→ Tasks
(a) Reproduce the passage of the Dermot Freyer text starting at "Irish author and" and ending at "activist in Britain.", word for word.
(b) Proceed with the Dermot Freyer text, picking up right after its final sentence.

= Dermot Freyer =

Irish author and activist

Dermot Johnston Freyer (29 July 1883 – 11 January 1970) was an Irish author who also spent time as a political activist in Britain.

Freyer was born in Moradabad in India, where his father, Peter, was serving in the Indian Medical Service. He was largely brought up in Dublin, and he was educated at Wellington College, then attended Trinity College, Cambridge, followed by the University of Edinburgh, where he studied medicine. Before graduating from Edinburgh, he met Oliver St John Gogarty, who convinced him to leave the university and focus on writing. He spent some time as a reader for Charles Elkin Mathews, and in this role, he rejected James Joyce's Dubliners, describing two of its stories as "almost obscene".

In Edinburgh, Freyer met New Zealand-born Lorna Doone, although she contracted tuberculosis and was advised to return to New Zealand. Freyer moved to Cambridge and was soon joined by Doone, the two marrying in 1909. During 1912, Freyer served as joint editor of Granta, despite not being a student at the time. He fell out with his co-editor, Denis Garstin, but was given a say in appointing the next editor, Edward Shanks. Despite Lorna spending much time away due to poor health, the couple had three children: Patrick, who became an architect, Grattan, who founded a pottery, and Michael, who became a hotel manager.

Freyer joined the London Irish Rifles in 1905 and served with them throughout World War I, apparently based in London and given charge of fitting soldiers' uniforms. Despite this, he was promoted to major. In 1919, Lorna died in the Spanish flu epidemic.

→ Data block
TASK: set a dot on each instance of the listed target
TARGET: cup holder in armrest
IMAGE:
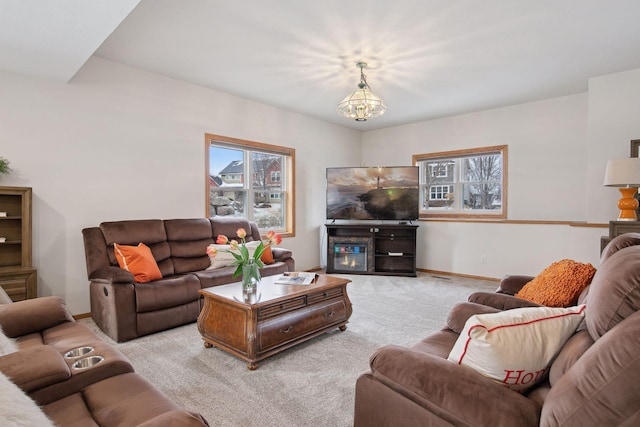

→ Numbered answers
(a)
Irish author and activist

Dermot Johnston Freyer (29 July 1883 – 11 January 1970) was an Irish author who also spent time as a political activist in Britain.

(b)
Freyer also joined the Labour Party, for which he was elected to the Cambridge City Council. He stood for Parliament on numerous occasions, without success: in Huntingdonshire at the 1922 United Kingdom general election, the Isle of Ely in 1924 and 1929, and Hitchin at the 1931 United Kingdom general election.

In 1932, Freyer wrote the semi-autobiographical novel, Not All Joy. In 1934, he moved to Achill Island off the west coast of Ireland, purchasing the house that had once belonged to Charles Boycott. He converted it into a hotel and on Sundays, held song and dance events, open to all. He ran it on a haphazard basis, not charging guests who were short of money, but charging extra to anyone who did not take a daily bath. By 1964, he was running out of money and sold the hotel, returning to Cambridge.

Freyer had three sons. Freyer's sister Kathleen married Colonel John Duncan Grant VC, a British Indian Army officer.

Freyer died early in 1970 and was buried at Grantchester Church, near Cambridge.